Point labeling dataset excerpts:
══════════

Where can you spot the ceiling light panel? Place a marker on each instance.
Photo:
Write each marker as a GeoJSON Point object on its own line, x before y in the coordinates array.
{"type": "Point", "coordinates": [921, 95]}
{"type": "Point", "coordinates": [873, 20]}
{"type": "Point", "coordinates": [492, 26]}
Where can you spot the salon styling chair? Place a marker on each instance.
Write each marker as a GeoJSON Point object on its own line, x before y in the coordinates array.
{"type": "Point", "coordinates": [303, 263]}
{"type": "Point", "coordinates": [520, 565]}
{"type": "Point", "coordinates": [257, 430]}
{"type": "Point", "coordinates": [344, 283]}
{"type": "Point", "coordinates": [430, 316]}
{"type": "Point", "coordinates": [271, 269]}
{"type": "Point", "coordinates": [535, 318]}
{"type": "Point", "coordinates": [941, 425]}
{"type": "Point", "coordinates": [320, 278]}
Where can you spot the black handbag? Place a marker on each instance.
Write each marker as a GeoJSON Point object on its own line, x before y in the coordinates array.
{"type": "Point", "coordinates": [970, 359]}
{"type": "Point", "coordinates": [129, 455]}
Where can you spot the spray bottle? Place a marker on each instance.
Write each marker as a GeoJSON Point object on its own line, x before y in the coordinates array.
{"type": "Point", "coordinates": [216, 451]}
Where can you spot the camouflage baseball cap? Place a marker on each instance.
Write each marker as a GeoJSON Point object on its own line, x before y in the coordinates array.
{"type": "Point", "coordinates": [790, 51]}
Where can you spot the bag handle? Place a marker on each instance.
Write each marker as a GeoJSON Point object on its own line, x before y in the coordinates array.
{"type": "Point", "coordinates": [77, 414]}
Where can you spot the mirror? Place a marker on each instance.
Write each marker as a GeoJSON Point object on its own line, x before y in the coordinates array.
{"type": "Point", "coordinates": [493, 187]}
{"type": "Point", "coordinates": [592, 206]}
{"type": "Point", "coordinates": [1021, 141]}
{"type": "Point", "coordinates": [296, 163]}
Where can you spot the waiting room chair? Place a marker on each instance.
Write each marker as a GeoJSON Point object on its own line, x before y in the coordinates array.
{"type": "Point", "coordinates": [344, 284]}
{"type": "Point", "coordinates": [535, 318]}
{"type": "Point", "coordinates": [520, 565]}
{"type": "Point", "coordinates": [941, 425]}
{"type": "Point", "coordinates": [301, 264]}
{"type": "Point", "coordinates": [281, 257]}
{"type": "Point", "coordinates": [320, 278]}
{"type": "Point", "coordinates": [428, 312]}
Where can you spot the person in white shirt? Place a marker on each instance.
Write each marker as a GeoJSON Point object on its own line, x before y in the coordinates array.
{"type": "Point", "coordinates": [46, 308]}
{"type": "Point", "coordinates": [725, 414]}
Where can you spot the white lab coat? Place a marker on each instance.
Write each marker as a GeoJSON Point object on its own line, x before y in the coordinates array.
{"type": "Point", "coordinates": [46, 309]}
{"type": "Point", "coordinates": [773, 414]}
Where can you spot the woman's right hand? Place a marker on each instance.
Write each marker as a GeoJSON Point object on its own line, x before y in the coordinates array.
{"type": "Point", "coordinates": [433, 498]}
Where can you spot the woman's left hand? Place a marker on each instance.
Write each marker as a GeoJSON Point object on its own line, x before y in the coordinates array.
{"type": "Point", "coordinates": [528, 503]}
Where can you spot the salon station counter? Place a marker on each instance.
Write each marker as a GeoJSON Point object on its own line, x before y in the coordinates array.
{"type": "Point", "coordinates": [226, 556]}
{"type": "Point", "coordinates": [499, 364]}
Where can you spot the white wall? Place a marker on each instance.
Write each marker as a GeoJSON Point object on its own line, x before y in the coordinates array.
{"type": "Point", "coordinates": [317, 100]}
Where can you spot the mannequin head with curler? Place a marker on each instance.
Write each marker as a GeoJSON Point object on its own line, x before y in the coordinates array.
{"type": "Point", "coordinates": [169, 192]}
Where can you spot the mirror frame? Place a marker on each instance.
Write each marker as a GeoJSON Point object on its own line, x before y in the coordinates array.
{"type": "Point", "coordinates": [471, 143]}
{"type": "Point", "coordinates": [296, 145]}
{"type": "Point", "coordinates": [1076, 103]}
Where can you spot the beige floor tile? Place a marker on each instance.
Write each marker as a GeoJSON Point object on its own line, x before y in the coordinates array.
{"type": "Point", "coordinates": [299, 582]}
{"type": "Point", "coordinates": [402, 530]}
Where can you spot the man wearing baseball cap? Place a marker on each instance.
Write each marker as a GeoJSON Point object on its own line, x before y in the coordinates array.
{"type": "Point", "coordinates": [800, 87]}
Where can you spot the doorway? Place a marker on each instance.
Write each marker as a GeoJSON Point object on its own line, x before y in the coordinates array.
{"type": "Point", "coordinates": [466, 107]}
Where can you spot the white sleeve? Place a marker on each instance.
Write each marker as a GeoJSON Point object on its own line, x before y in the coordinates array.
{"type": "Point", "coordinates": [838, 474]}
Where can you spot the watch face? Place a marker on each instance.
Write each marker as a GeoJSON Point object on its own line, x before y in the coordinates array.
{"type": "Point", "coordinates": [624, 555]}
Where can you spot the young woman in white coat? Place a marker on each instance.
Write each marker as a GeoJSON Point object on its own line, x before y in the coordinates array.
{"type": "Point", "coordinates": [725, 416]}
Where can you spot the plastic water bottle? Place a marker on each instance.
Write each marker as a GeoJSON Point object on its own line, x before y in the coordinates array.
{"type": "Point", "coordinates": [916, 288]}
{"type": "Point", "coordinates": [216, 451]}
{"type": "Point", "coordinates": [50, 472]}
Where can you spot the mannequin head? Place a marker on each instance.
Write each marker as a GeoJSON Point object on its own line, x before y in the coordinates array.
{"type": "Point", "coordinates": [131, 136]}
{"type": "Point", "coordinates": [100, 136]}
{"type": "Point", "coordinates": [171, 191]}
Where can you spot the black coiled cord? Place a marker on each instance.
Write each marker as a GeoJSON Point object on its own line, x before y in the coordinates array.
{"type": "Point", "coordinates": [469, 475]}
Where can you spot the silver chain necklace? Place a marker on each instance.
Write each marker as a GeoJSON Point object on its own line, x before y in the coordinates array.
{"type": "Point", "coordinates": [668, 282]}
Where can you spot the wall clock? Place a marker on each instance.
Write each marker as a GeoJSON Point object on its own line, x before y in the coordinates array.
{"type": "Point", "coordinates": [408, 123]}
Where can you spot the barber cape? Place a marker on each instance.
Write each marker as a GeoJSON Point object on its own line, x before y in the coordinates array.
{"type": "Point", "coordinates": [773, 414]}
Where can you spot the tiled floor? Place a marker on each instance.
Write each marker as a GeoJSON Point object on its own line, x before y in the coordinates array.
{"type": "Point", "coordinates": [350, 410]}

══════════

WHAT TO WORK ON:
Retype all of the data shown above, word for word.

THE OUTPUT:
Where can you spot the ceiling light panel? Place a marker on each instance.
Photo:
Write each marker as a GeoJSON Point object on its own line, x before y in the coordinates array.
{"type": "Point", "coordinates": [921, 95]}
{"type": "Point", "coordinates": [873, 20]}
{"type": "Point", "coordinates": [492, 26]}
Where can you spot the salon styling chair? Place a marker on each instance.
Write each marker as a GeoJSON Point object on its own line, x before y in the coordinates array.
{"type": "Point", "coordinates": [303, 263]}
{"type": "Point", "coordinates": [520, 565]}
{"type": "Point", "coordinates": [257, 430]}
{"type": "Point", "coordinates": [344, 283]}
{"type": "Point", "coordinates": [430, 316]}
{"type": "Point", "coordinates": [271, 269]}
{"type": "Point", "coordinates": [535, 318]}
{"type": "Point", "coordinates": [941, 425]}
{"type": "Point", "coordinates": [320, 278]}
Where can you spot the black handbag? Place a marker on each instance.
Write each marker as a GeoJSON Point object on its own line, x before y in the coordinates array.
{"type": "Point", "coordinates": [970, 359]}
{"type": "Point", "coordinates": [129, 455]}
Where can you spot the spray bottle? Place a marker on each instance.
Write each marker as a GeoJSON Point object on its own line, x before y in the coordinates array.
{"type": "Point", "coordinates": [216, 451]}
Where can you spot the camouflage baseball cap? Place a marker on each instance.
Write each marker as a GeoJSON Point object on its own line, x before y in the coordinates array.
{"type": "Point", "coordinates": [790, 51]}
Where can you spot the bag handle? Place a marker on each instance.
Write each marker as a GeoJSON Point object on its own line, x before y in the coordinates array.
{"type": "Point", "coordinates": [77, 414]}
Where can you spot the mirror? Place a marker on each instance.
Write each marker as a GeoJSON Point object on its own line, x before y in the coordinates array.
{"type": "Point", "coordinates": [493, 187]}
{"type": "Point", "coordinates": [592, 206]}
{"type": "Point", "coordinates": [1021, 141]}
{"type": "Point", "coordinates": [296, 163]}
Where can you spot the waiting room chair? Place a marker on each instance.
Write each marker as a GeoJSON Point object on its own line, x before y in the coordinates array.
{"type": "Point", "coordinates": [344, 284]}
{"type": "Point", "coordinates": [535, 318]}
{"type": "Point", "coordinates": [520, 565]}
{"type": "Point", "coordinates": [941, 425]}
{"type": "Point", "coordinates": [301, 264]}
{"type": "Point", "coordinates": [281, 257]}
{"type": "Point", "coordinates": [320, 278]}
{"type": "Point", "coordinates": [428, 312]}
Where can you spot the person in white shirt? Place a marker on each instance.
Write each marker as a GeoJSON Point object on its own line, x before y in the coordinates array.
{"type": "Point", "coordinates": [46, 308]}
{"type": "Point", "coordinates": [725, 414]}
Where can you spot the white lab coat? Place a marker on each instance.
Write each marker as a GeoJSON Point object on its own line, x before y in the coordinates array.
{"type": "Point", "coordinates": [46, 309]}
{"type": "Point", "coordinates": [773, 414]}
Where can you spot the woman's right hand? Place a marker on each instance.
Write each marker as a GeoJSON Point object on its own line, x before y in the coordinates array.
{"type": "Point", "coordinates": [433, 498]}
Where can you spot the woman's left hand? Place a marker on each instance.
Write each marker as a GeoJSON Point object on its own line, x before y in the coordinates array.
{"type": "Point", "coordinates": [528, 503]}
Where can you spot the salon station counter? Place a marker on each instance.
Write each marker as a GeoJSON Point object on its own line, x before y in the coordinates array.
{"type": "Point", "coordinates": [226, 556]}
{"type": "Point", "coordinates": [499, 364]}
Where can you spot the white wall? Place a marker on each instance.
Write each marker as a GeoJSON Point object on its own line, x before y in the coordinates array.
{"type": "Point", "coordinates": [317, 100]}
Where can you spot the mannequin head with curler? Place a marker on each instance.
Write each marker as a GeoJSON Point object on its own line, x before y in the coordinates array.
{"type": "Point", "coordinates": [169, 192]}
Where can you spot the mirror frame? Place a marker on each instance.
Write each marker as a GeoJSON Point object on its own line, x before y in the coordinates array.
{"type": "Point", "coordinates": [471, 143]}
{"type": "Point", "coordinates": [296, 145]}
{"type": "Point", "coordinates": [1076, 103]}
Where can you spot the beige floor tile? Place a marker on each instance.
Write each marker as a GeoJSON Point object on its own line, x before y in the coordinates array.
{"type": "Point", "coordinates": [299, 582]}
{"type": "Point", "coordinates": [402, 530]}
Where can you spot the man wearing baseball cap? Place a marker on each instance.
Write each marker as a GeoJSON Point object on its own line, x before y in the coordinates array.
{"type": "Point", "coordinates": [800, 87]}
Where can you spot the doorway? Place a marker on each instance.
Write each marker as a GeoJSON Point object on its own line, x before y in the coordinates array.
{"type": "Point", "coordinates": [466, 107]}
Where can you spot the white sleeve? Place a marker on each instance.
Write each marker as a GeoJSON Point object on its own line, x before y in the coordinates array.
{"type": "Point", "coordinates": [838, 474]}
Where can you spot the watch face? Place a marker on each instance.
Write each marker as a GeoJSON Point object on its own line, x before y in the coordinates array.
{"type": "Point", "coordinates": [624, 555]}
Where can you spot the young woman in white coat? Place a marker on each instance.
Write each marker as a GeoJSON Point object on its own line, x before y in the coordinates array.
{"type": "Point", "coordinates": [725, 416]}
Where can you spot the plastic water bottle? Place a marker on each instance.
Write each marker as a GeoJSON Point object on its own line, x before y in the coordinates array.
{"type": "Point", "coordinates": [916, 288]}
{"type": "Point", "coordinates": [216, 451]}
{"type": "Point", "coordinates": [50, 472]}
Where can you spot the mannequin head? Place a marker on each instance.
Write each marker as a GeoJSON Point object on its own line, x before y in the coordinates array.
{"type": "Point", "coordinates": [131, 136]}
{"type": "Point", "coordinates": [100, 136]}
{"type": "Point", "coordinates": [171, 191]}
Where can you spot the black coiled cord? Place a marker on each instance.
Write each marker as a GeoJSON Point object on its own line, x before y in the coordinates array.
{"type": "Point", "coordinates": [469, 475]}
Where can you spot the silver chain necklace? Place a marker on each instance.
Write each marker as a GeoJSON Point object on its own line, x before y in the coordinates array.
{"type": "Point", "coordinates": [668, 282]}
Where can you spot the wall clock? Place a marker on each instance.
Write each marker as a GeoJSON Point object on its own line, x before y in the coordinates array.
{"type": "Point", "coordinates": [408, 123]}
Where can you spot the barber cape? Place a marker on each instance.
Write each marker as a GeoJSON Point object on its own line, x before y in the coordinates array.
{"type": "Point", "coordinates": [773, 414]}
Where can you spot the tiled floor? Place a marker on each instance.
Write each marker as a GeoJSON Point object on its own line, x before y in the coordinates array.
{"type": "Point", "coordinates": [350, 410]}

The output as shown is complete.